--- START ---
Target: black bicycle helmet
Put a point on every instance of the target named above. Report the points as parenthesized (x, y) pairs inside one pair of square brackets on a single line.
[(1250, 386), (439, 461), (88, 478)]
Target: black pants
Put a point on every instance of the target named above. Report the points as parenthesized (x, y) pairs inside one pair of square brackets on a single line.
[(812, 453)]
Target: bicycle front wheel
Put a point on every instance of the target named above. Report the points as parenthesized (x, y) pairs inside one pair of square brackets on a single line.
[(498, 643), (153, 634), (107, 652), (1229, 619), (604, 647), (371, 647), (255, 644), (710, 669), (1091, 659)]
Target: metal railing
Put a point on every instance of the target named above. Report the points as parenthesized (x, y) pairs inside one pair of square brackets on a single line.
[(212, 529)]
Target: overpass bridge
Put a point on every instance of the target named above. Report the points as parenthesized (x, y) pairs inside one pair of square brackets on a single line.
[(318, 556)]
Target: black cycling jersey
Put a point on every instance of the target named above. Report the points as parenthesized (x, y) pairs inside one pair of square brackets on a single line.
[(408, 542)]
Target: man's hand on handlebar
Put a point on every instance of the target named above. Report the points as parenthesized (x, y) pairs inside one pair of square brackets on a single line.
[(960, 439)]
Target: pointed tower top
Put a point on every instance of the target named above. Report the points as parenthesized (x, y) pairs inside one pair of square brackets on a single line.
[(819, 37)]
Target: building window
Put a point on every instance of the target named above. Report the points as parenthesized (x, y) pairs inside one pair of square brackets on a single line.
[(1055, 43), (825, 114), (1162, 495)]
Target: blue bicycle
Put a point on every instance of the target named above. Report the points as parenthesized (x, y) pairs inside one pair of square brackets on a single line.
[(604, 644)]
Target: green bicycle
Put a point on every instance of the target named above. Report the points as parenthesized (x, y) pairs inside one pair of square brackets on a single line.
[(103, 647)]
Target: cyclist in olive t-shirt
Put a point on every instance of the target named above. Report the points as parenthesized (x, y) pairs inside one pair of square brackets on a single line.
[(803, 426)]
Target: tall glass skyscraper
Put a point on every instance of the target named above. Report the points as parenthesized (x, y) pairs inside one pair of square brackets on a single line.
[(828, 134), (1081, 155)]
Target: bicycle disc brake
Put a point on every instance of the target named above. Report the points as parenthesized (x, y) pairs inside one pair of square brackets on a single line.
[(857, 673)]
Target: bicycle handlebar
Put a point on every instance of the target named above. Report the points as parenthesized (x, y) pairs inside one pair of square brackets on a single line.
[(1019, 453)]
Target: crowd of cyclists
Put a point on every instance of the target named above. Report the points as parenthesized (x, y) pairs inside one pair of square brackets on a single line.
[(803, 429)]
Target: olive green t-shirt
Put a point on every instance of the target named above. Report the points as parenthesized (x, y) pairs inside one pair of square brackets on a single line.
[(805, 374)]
--- END ---
### Directions
Write out exactly the lines above from the line with "Target: man's hand on handlebar" through the line with "Target: blue bicycle", both of them included, and leave out all other lines.

### Solution to the problem
Target: man's hand on handlebar
Put a point on every instance of the target named above. Report the points as parenthesized (x, y) pairs inside one pair of square brackets on a single line.
[(960, 439)]
Target: pointed tower top
Put a point on every instance of the target named above. Report the points as parenthesized (x, y) pairs inside one pair of square brackets on a single line.
[(819, 37)]
Target: building window
Put a point on every instance of the target named above. Report the points as parenthesized (x, y) pairs inside one pair of square brackets on a single line.
[(1055, 43), (825, 114), (1162, 495)]
Target: blue bicycle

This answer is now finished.